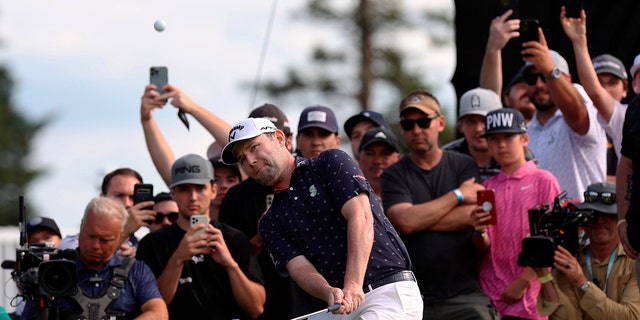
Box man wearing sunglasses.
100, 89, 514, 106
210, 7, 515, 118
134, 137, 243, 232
534, 181, 640, 319
520, 28, 607, 202
148, 192, 179, 233
380, 91, 497, 319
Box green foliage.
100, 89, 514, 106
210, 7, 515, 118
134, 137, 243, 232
259, 0, 454, 113
0, 66, 47, 225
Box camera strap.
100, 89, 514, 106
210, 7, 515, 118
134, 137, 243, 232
72, 257, 135, 320
586, 247, 617, 294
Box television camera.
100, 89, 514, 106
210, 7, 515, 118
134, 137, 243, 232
1, 196, 77, 310
517, 191, 595, 267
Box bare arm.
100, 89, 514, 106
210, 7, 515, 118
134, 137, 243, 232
287, 256, 349, 314
479, 10, 520, 95
523, 29, 589, 134
617, 155, 636, 258
161, 84, 233, 147
561, 8, 616, 122
135, 298, 168, 320
386, 178, 481, 234
141, 85, 175, 187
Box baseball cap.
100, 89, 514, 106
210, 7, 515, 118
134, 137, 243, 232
505, 71, 525, 93
458, 88, 503, 120
359, 127, 399, 153
27, 217, 62, 239
343, 110, 391, 139
592, 54, 628, 80
399, 92, 441, 116
520, 50, 570, 75
482, 108, 527, 137
571, 182, 616, 215
249, 103, 291, 136
209, 155, 241, 177
222, 118, 278, 164
170, 154, 214, 188
297, 105, 339, 134
630, 53, 640, 79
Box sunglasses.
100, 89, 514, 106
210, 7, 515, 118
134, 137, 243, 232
154, 211, 179, 224
400, 115, 440, 131
583, 191, 616, 205
524, 73, 545, 85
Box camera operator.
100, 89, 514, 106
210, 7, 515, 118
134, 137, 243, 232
21, 197, 168, 320
11, 217, 64, 319
533, 182, 640, 319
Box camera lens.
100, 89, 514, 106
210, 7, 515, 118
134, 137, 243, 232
38, 260, 77, 297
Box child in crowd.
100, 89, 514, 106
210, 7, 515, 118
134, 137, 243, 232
472, 108, 561, 319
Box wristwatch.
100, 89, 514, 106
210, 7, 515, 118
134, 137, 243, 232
545, 67, 562, 80
580, 281, 591, 292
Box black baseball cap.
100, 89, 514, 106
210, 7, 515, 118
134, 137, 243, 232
358, 127, 399, 153
27, 217, 62, 238
343, 110, 391, 139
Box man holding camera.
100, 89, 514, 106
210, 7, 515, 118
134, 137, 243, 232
534, 182, 640, 319
21, 196, 168, 320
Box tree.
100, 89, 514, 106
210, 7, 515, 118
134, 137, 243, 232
0, 66, 47, 226
259, 0, 453, 116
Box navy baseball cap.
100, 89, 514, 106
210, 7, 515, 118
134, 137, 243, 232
482, 108, 527, 137
343, 110, 391, 139
358, 127, 399, 153
297, 105, 339, 134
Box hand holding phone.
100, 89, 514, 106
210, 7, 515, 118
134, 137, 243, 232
477, 189, 497, 225
149, 66, 190, 130
149, 66, 168, 95
134, 183, 154, 224
190, 214, 209, 236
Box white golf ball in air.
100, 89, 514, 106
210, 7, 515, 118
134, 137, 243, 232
154, 19, 166, 32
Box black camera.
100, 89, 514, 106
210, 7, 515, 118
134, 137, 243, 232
1, 196, 78, 308
517, 191, 595, 267
13, 243, 78, 298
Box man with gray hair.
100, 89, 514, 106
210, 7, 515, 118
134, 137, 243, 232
21, 196, 168, 319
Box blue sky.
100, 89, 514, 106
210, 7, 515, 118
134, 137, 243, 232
0, 0, 455, 232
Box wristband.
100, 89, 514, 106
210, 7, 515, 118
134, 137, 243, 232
617, 219, 627, 227
452, 188, 464, 204
538, 273, 553, 284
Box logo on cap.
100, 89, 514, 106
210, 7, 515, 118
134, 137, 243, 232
487, 112, 514, 130
229, 124, 245, 141
471, 94, 481, 109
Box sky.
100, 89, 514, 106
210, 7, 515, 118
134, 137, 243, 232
0, 0, 456, 233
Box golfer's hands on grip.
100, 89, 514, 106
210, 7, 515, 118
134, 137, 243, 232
326, 282, 364, 315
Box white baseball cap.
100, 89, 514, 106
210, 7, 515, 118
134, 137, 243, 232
458, 87, 502, 120
221, 118, 277, 164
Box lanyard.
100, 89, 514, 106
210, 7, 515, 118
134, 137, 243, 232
586, 246, 618, 294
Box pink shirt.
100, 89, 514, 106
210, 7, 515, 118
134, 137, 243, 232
480, 160, 561, 319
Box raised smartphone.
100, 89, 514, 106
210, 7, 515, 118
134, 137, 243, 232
190, 214, 209, 236
477, 189, 497, 225
133, 183, 154, 224
149, 66, 168, 94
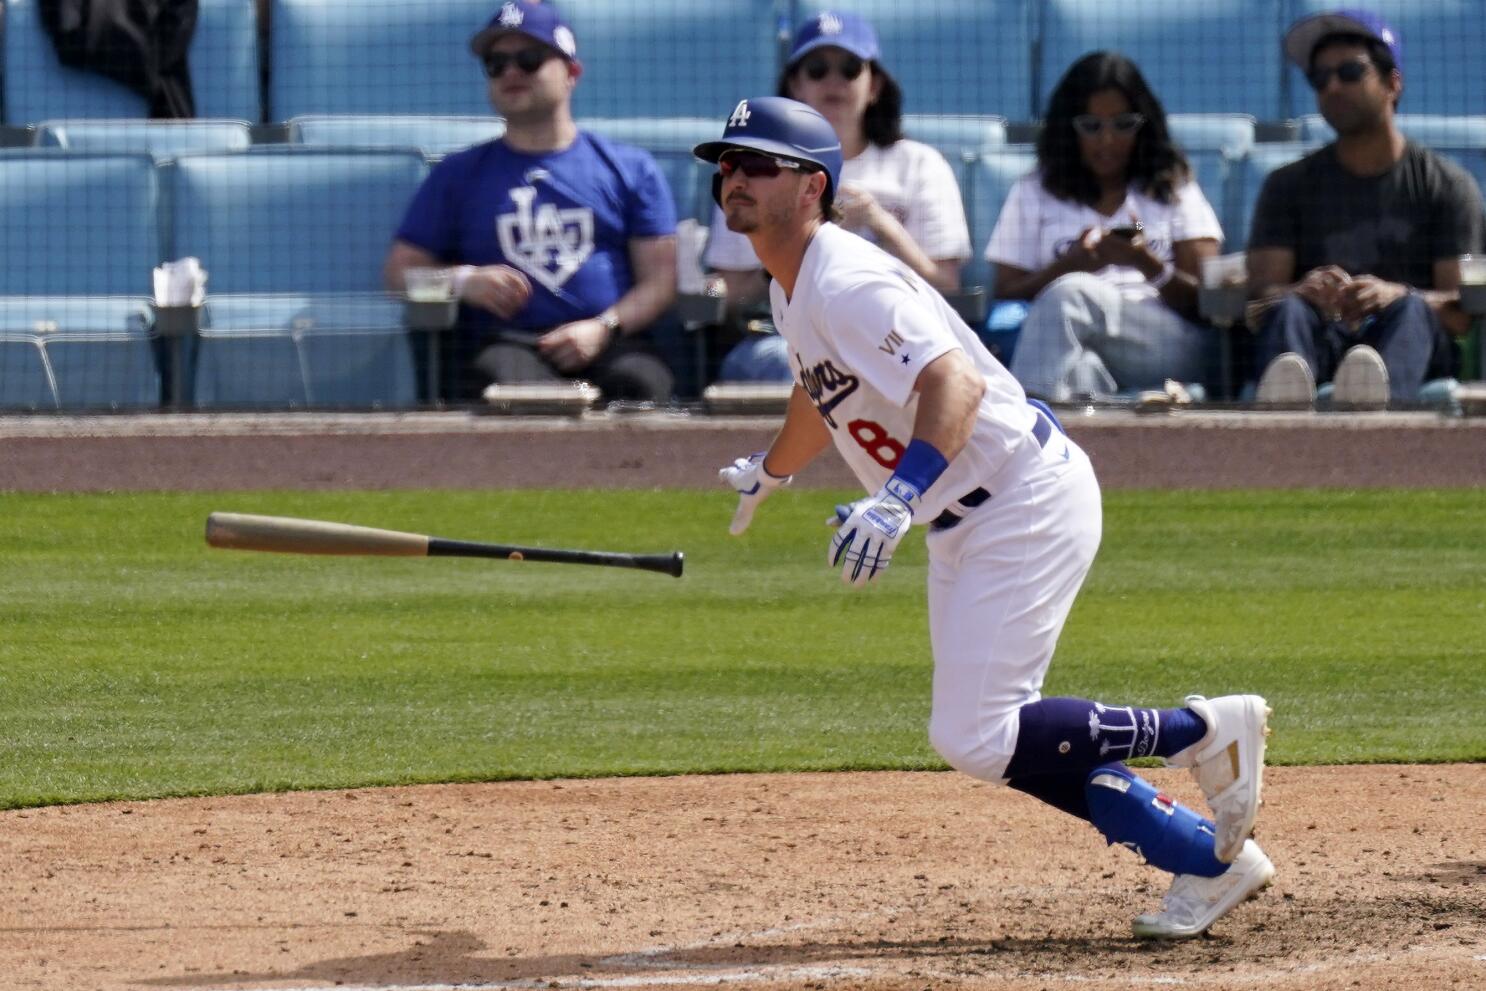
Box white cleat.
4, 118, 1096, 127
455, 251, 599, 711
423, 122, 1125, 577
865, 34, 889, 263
1132, 839, 1275, 940
1168, 694, 1271, 863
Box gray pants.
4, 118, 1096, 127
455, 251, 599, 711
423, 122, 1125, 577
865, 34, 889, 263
1009, 273, 1213, 402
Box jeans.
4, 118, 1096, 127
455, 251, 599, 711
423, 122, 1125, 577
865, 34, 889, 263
1009, 273, 1214, 402
1255, 292, 1454, 401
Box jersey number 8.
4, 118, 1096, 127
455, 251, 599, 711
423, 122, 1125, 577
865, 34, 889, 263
847, 419, 905, 469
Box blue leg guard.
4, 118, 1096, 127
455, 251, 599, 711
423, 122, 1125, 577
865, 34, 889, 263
1085, 764, 1227, 878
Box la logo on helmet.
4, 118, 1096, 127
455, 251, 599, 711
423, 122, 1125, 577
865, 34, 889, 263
728, 100, 752, 128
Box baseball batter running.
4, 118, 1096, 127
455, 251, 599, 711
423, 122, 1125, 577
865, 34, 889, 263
699, 97, 1275, 939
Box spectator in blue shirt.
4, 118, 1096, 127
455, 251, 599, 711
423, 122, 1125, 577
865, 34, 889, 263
385, 1, 678, 403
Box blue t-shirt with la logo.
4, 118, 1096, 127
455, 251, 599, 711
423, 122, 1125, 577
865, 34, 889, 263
395, 132, 676, 333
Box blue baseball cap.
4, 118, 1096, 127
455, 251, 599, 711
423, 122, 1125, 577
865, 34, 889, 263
695, 96, 844, 203
787, 10, 881, 67
1283, 9, 1402, 73
470, 1, 578, 61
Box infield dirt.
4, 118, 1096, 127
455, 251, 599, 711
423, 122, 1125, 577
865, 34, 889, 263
2, 764, 1483, 991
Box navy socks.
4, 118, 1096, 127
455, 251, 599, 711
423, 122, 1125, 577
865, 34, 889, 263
1003, 697, 1207, 779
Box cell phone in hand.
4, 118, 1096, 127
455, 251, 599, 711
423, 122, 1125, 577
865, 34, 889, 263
1105, 223, 1143, 240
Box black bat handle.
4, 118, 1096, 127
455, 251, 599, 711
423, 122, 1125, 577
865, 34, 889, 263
428, 538, 684, 578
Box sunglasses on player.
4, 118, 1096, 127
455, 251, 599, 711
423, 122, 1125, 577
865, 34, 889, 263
482, 47, 555, 78
1306, 59, 1373, 91
1071, 112, 1146, 137
718, 150, 809, 180
799, 53, 866, 82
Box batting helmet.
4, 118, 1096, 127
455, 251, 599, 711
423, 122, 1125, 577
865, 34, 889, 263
694, 96, 843, 206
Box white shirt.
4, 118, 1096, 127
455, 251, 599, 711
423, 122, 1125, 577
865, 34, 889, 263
984, 174, 1223, 302
706, 138, 972, 271
773, 223, 1041, 520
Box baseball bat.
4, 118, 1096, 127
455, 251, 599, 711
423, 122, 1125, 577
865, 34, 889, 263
204, 512, 684, 578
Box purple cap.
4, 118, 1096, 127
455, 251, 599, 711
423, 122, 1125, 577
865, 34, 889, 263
787, 11, 881, 67
1283, 9, 1402, 73
470, 1, 578, 61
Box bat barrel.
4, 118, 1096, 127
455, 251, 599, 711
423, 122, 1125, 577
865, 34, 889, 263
428, 538, 684, 577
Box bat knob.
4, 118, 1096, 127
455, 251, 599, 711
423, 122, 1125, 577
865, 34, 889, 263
669, 552, 685, 578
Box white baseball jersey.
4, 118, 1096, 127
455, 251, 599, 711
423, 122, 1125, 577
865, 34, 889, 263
771, 222, 1040, 520
706, 138, 971, 272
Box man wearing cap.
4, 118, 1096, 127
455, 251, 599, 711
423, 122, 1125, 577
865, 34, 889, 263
1248, 8, 1484, 408
707, 96, 1276, 941
384, 0, 677, 404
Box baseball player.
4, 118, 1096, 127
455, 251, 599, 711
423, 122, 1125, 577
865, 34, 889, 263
700, 97, 1275, 938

TASK BRIEF:
Write out every line from the entries where "helmet" appears.

ANSWER TO THIS TASK:
Box la logo on helmet.
Box batting helmet.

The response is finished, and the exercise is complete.